Görev A
Aşağıdaki üç ifadenin çözüm süreci yazısıyla uyuşup uyuşmadığını belirtin. Her biri için evet ya da hayır deyin ve kararı belirleyen sözleri yazıdan aynen alıntılayın.
(i) Birinci kesime göre tek parti dönemi asr-ı saadettir.
(ii) İkinci kesimin tarihi hafızası en fazla 1919'lara varır.
(iii) Yazar, ikinci kesimi paranoyaklıkla suçlamanın haksızlık olacağını söyler.
Görev B
Çözüm süreci yazısında "Tarih: 11.12.2014 16:13" sözlerinin geçtiği yerden başlayın ve "suçlamak haksızlık olur." sözlerinden sonra durun. Bu bölümü harfi harfine yazın.
---------- Metin parçası ----------
YEREL HABERİM

Tarih: 11.12.2014 16:13

TARİHİ HAFIZA DERİNLİĞİ VE ÇÖZÜM SÜRECİ

Facebook Twitter Linked-in

 Bu yazımda çözüm sürecine farklı bakan ve tavır takınan üç kesimi konu edindim.
Birinci kesim: tarihi hafızası en fazla 1919’lara varan ve Ulusalcı Kemalist olarak kendilerini tanımlayanlardır. Bunlar için özellikle 1925-1950 tarihleri yani tek parti dönemi asr-ı saadettir. Bunlar çözüm sürecinin kendilerinin kurduğu ulus devletin ortadan kalkması anlamına geldiğini düşündüklerinden çözüm sürecine şiddetle karşılar. 
İkinci bir kesim de var ki onların tarihi hafıza derinliği en fazla 1800’lü yılların başına varmaktadır. Bunları da milliyetçi muhafazakâr olarak tanımlayabiliriz. Bunların da çözüm süreci ile ilgili kaygı ve endişeleri var. Fakat bu endişelerinde samimiler. Haklılık payları da var. Onları paranoyaklıkla suçlamak haksızlık olur.
---------- Veri satırları ----------
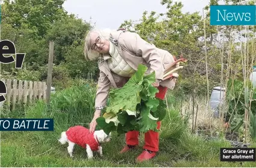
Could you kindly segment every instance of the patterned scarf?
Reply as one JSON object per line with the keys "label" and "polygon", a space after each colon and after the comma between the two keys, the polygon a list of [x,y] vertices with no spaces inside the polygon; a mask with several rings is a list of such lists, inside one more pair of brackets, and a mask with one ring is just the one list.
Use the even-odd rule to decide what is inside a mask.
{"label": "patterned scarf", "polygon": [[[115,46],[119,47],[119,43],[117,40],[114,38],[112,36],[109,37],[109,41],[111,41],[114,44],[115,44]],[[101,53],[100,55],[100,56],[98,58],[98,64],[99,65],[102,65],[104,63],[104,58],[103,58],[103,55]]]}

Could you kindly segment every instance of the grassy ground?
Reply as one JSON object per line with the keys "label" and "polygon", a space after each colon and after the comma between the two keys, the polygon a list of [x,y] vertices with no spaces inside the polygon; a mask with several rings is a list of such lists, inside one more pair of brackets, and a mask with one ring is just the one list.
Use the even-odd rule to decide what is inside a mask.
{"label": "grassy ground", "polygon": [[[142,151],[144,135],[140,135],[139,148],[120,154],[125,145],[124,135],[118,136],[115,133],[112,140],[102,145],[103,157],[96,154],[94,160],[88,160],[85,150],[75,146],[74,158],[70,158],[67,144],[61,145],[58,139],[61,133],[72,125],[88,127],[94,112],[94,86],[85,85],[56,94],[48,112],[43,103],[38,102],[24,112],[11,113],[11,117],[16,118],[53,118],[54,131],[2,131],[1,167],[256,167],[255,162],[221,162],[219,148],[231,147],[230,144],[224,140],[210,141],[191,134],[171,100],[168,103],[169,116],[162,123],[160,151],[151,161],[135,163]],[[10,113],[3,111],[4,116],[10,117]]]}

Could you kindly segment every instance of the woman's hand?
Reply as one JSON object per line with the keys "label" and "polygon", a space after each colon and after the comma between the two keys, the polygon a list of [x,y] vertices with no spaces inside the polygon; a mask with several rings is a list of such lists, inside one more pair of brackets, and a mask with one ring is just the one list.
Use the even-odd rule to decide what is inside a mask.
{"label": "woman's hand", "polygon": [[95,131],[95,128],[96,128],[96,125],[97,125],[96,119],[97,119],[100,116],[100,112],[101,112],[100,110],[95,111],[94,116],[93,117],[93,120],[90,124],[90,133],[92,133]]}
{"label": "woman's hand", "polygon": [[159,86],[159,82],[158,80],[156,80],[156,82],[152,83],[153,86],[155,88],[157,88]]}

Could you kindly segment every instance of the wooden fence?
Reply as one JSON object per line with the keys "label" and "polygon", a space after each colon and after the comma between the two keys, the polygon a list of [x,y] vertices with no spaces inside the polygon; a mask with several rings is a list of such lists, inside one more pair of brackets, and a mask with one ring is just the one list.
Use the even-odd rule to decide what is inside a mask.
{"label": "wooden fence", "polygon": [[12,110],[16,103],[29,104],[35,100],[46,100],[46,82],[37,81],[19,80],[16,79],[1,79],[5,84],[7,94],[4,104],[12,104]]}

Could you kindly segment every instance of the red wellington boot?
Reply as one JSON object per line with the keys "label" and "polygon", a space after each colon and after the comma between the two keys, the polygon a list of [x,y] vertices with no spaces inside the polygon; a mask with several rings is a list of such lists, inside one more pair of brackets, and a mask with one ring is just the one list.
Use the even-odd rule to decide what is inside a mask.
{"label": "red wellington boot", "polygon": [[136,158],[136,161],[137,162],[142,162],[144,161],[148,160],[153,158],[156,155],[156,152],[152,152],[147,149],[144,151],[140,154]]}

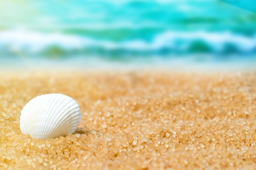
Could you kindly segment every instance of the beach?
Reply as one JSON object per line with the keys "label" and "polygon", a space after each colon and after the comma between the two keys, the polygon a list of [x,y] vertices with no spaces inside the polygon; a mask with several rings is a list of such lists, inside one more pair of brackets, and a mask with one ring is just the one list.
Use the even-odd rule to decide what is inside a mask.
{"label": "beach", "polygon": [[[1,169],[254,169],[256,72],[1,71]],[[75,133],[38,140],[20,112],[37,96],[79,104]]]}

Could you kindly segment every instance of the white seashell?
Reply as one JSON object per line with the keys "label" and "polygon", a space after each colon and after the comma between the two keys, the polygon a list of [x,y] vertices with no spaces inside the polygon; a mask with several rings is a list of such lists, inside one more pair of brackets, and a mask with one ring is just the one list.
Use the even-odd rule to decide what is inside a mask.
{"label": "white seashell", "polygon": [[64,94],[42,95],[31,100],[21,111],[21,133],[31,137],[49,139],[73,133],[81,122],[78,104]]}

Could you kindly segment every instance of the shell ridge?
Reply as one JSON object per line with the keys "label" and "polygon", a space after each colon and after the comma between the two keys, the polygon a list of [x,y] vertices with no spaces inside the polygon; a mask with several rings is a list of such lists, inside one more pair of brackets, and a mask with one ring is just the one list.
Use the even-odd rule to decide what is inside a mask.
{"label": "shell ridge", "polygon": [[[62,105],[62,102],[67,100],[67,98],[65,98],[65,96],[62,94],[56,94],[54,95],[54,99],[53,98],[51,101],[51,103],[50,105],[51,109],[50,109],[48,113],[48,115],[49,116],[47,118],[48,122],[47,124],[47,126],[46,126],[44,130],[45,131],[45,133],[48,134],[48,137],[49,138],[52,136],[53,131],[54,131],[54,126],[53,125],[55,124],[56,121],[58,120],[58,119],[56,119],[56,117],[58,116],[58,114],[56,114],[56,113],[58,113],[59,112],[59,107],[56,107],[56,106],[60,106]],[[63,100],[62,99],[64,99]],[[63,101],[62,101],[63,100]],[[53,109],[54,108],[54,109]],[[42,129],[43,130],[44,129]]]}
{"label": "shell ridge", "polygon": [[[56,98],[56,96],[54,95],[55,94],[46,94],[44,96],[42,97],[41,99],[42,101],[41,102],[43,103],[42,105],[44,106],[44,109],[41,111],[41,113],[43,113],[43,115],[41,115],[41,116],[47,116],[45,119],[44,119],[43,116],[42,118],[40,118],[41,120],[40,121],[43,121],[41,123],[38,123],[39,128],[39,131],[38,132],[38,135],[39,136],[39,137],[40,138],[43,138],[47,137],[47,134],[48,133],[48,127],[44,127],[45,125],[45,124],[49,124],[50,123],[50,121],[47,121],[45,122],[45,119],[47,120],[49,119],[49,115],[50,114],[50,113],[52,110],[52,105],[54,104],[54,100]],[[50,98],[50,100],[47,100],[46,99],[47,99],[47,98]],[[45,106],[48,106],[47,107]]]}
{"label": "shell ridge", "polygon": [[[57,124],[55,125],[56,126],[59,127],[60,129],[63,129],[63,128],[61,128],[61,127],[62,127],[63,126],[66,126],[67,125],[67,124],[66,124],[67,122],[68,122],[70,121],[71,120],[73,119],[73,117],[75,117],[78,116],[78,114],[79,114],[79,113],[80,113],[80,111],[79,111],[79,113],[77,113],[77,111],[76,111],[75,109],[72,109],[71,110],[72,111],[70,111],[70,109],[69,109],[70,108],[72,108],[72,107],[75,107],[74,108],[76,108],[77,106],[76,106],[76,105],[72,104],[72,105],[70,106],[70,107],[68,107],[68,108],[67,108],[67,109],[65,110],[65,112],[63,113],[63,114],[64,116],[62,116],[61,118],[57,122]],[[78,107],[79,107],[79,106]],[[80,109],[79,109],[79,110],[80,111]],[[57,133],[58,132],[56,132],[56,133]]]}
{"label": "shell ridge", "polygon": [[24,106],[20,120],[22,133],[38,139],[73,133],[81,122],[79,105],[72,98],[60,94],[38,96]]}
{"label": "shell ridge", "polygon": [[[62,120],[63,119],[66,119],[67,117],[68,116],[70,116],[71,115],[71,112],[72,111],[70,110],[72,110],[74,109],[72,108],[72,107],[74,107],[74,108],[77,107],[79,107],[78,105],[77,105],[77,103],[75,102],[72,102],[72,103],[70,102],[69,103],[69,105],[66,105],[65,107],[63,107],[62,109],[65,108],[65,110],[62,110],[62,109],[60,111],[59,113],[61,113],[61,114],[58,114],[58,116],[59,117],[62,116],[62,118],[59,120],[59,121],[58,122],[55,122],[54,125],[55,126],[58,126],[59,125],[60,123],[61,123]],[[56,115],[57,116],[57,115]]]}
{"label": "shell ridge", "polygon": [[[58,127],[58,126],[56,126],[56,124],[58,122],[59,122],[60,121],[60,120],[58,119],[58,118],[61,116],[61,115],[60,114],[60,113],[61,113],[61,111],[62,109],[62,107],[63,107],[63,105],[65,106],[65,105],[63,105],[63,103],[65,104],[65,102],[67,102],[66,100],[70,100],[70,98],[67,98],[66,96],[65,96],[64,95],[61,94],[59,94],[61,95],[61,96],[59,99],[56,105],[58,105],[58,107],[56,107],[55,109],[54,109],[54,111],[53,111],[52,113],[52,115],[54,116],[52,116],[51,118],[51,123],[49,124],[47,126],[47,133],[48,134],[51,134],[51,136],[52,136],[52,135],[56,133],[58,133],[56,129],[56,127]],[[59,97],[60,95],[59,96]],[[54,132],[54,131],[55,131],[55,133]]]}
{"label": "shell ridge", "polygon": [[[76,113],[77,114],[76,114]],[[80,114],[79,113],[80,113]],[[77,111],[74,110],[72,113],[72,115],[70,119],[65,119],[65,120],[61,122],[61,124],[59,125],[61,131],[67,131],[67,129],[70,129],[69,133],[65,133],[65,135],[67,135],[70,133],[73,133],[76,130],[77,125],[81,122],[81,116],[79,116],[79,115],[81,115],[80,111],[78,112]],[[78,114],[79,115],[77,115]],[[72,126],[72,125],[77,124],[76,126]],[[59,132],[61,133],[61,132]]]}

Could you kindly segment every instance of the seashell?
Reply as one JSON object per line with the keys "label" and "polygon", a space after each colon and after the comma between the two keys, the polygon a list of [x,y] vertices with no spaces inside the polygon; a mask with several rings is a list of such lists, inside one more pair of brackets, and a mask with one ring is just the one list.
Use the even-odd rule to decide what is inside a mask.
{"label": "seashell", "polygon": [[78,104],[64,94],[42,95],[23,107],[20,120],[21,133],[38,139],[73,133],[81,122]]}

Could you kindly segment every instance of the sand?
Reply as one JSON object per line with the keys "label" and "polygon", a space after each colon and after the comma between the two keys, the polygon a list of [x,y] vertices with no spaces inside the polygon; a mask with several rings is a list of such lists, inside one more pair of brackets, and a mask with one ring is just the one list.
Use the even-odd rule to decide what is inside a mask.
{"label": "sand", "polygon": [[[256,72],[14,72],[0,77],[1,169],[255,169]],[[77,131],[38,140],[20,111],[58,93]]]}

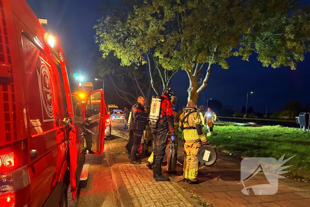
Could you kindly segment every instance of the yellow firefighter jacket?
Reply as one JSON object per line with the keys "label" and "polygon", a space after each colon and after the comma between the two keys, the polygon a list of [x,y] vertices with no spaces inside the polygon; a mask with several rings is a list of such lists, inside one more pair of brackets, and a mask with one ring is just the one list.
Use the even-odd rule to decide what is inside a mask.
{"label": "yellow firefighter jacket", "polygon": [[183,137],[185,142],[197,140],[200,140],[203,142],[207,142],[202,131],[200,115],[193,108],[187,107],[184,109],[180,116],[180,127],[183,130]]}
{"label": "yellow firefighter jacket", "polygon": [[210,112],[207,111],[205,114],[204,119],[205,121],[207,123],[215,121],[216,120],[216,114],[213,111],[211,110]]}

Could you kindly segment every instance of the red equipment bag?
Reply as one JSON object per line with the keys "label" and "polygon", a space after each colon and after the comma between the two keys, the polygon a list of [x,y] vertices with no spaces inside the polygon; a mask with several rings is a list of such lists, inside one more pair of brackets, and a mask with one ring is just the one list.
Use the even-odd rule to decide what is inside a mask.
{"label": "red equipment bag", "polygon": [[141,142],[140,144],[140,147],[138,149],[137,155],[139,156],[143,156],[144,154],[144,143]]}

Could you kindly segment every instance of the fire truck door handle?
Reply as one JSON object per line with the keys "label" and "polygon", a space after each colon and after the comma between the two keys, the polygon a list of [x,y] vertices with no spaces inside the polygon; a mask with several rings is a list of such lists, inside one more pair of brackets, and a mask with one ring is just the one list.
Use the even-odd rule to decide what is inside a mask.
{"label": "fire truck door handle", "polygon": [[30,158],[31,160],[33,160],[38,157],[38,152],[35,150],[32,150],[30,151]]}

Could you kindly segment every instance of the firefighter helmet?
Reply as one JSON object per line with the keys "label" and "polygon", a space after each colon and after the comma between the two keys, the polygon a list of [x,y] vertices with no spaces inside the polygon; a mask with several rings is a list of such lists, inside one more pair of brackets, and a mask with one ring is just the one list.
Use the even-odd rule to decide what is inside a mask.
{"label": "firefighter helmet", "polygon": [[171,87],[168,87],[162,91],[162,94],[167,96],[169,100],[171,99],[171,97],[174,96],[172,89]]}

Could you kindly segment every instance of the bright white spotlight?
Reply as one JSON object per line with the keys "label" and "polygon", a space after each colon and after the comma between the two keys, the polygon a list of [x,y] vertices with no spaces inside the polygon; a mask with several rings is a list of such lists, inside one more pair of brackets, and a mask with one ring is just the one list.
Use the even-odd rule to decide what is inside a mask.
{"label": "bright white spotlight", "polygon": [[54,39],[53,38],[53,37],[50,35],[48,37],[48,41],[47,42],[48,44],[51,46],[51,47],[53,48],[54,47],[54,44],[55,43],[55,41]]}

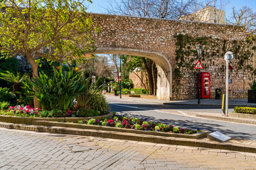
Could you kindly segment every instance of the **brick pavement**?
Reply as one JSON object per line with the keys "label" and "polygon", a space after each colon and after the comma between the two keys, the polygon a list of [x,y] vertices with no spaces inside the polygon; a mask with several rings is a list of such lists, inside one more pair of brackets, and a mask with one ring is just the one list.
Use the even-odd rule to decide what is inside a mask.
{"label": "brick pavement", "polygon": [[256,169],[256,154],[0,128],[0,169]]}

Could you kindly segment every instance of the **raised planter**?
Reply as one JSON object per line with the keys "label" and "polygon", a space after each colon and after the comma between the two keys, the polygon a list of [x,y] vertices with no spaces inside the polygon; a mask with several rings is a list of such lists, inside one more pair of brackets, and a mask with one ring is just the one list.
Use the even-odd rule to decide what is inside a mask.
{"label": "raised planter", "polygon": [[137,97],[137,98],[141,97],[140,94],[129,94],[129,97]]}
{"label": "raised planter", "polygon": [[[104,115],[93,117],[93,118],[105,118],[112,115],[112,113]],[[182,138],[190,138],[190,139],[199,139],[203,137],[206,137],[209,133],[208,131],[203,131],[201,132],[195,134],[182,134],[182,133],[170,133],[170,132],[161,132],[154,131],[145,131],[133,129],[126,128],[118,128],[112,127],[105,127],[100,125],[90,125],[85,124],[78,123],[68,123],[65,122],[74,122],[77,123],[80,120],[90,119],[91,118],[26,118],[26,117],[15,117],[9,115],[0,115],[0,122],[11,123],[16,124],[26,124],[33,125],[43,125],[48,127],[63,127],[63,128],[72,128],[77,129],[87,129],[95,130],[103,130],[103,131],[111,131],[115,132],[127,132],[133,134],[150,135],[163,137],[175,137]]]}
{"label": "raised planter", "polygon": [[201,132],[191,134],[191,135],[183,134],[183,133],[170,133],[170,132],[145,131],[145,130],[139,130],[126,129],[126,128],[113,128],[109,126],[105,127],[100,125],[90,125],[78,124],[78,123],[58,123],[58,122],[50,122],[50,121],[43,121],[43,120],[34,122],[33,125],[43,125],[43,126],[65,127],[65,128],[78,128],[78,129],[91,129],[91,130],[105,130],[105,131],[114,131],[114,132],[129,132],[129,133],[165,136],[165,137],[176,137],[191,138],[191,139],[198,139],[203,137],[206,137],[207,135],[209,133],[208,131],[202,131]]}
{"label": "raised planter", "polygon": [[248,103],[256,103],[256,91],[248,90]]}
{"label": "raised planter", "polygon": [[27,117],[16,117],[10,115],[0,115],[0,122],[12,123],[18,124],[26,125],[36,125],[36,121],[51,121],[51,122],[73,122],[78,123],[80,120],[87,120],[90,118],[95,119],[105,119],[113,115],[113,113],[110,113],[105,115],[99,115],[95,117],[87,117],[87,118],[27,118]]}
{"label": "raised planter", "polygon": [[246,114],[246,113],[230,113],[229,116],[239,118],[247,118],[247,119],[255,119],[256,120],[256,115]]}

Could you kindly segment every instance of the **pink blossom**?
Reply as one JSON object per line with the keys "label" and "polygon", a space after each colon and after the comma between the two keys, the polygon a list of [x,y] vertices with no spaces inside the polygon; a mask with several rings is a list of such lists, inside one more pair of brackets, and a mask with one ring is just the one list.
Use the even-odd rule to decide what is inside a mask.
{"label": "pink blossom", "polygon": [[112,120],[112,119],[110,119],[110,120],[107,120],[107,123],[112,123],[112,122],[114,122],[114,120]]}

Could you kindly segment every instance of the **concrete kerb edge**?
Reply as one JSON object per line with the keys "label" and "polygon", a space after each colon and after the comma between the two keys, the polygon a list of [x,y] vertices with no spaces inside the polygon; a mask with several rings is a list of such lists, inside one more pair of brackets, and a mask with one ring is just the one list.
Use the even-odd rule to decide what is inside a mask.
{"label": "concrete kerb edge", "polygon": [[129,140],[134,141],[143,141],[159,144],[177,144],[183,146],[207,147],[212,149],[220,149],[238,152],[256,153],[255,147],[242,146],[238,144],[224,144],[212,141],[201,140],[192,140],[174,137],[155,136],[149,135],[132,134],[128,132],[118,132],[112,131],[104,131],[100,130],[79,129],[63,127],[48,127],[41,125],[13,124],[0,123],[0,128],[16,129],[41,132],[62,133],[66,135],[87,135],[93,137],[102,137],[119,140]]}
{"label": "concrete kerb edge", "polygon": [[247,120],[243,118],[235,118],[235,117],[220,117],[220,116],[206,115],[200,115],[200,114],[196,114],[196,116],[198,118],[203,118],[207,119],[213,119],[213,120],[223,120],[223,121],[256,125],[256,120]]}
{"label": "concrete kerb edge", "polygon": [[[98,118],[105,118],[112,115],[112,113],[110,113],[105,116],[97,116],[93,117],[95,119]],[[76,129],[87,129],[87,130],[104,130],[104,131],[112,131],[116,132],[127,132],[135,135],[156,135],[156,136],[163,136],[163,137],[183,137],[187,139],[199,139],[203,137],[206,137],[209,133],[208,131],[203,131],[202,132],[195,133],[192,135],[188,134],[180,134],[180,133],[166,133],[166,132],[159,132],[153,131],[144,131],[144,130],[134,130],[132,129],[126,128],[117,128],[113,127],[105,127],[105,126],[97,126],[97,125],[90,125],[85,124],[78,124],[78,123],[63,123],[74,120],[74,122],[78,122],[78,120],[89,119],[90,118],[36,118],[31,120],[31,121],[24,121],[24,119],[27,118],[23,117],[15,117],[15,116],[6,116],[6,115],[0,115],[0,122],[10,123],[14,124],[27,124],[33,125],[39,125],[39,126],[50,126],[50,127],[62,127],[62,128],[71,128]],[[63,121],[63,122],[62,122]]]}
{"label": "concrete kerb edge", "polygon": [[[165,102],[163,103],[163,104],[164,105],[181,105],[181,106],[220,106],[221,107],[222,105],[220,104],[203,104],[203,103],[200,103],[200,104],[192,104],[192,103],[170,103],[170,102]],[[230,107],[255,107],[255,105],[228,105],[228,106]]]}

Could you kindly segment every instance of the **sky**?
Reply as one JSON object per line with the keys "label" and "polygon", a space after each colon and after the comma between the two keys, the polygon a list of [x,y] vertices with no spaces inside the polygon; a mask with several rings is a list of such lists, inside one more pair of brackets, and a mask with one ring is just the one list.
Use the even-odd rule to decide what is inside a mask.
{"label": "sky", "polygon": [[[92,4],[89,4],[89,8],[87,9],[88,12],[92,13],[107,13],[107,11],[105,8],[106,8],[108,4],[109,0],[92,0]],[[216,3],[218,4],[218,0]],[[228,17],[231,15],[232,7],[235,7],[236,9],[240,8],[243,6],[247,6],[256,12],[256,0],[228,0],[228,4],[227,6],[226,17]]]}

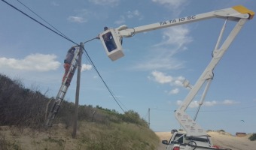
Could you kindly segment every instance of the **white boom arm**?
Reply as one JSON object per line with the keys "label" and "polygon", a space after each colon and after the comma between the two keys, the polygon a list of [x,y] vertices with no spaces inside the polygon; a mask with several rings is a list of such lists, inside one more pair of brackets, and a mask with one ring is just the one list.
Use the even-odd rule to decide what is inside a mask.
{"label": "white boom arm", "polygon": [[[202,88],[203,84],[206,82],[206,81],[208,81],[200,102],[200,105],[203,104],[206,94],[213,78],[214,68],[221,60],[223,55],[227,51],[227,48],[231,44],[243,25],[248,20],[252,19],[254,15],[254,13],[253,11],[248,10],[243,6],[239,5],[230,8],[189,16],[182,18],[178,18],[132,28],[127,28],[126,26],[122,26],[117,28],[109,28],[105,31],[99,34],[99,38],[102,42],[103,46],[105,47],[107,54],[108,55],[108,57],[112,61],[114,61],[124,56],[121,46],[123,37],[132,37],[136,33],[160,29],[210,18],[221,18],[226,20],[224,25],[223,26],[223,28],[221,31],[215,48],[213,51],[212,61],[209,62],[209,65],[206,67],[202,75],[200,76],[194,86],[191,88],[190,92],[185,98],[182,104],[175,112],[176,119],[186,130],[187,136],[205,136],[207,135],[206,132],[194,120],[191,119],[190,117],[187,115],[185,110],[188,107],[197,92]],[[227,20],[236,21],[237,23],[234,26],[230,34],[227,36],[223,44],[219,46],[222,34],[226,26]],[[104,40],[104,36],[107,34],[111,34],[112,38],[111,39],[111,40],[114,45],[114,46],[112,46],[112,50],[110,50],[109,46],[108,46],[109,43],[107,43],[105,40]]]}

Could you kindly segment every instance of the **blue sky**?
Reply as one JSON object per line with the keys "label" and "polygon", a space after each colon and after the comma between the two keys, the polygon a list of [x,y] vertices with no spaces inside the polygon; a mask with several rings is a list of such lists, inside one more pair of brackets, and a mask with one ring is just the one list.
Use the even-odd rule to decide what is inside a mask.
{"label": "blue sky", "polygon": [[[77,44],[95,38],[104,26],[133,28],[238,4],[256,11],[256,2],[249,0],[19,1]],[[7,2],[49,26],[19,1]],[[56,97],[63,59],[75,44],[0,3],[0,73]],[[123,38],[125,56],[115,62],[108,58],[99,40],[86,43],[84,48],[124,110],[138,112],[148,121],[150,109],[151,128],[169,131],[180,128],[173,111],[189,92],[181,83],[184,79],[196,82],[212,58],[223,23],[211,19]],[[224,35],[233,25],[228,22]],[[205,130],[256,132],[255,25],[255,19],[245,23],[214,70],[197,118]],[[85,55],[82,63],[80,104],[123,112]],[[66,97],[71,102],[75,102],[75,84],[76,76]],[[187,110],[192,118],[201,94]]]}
----------
Alıştırma yanıtı A
(i) Evet: "Bunlar için özellikle 1925-1950 tarihleri yani tek parti dönemi asr-ı saadettir."
(ii) Hayır: "onların tarihi hafıza derinliği en fazla 1800’lü yılların başına varmaktadır."
(iii) Evet: "Onları paranoyaklıkla suçlamak haksızlık olur."

Alıştırma yanıtı B
Tarih: 11.12.2014 16:13

TARİHİ HAFIZA DERİNLİĞİ VE ÇÖZÜM SÜRECİ

Facebook Twitter Linked-in

 Bu yazımda çözüm sürecine farklı bakan ve tavır takınan üç kesimi konu edindim.
Birinci kesim: tarihi hafızası en fazla 1919’lara varan ve Ulusalcı Kemalist olarak kendilerini tanımlayanlardır. Bunlar için özellikle 1925-1950 tarihleri yani tek parti dönemi asr-ı saadettir. Bunlar çözüm sürecinin kendilerinin kurduğu ulus devletin ortadan kalkması anlamına geldiğini düşündüklerinden çözüm sürecine şiddetle karşılar. 
İkinci bir kesim de var ki onların tarihi hafıza derinliği en fazla 1800’lü yılların başına varmaktadır. Bunları da milliyetçi muhafazakâr olarak tanımlayabiliriz. Bunların da çözüm süreci ile ilgili kaygı ve endişeleri var. Fakat bu endişelerinde samimiler. Haklılık payları da var. Onları paranoyaklıkla suçlamak haksızlık olur.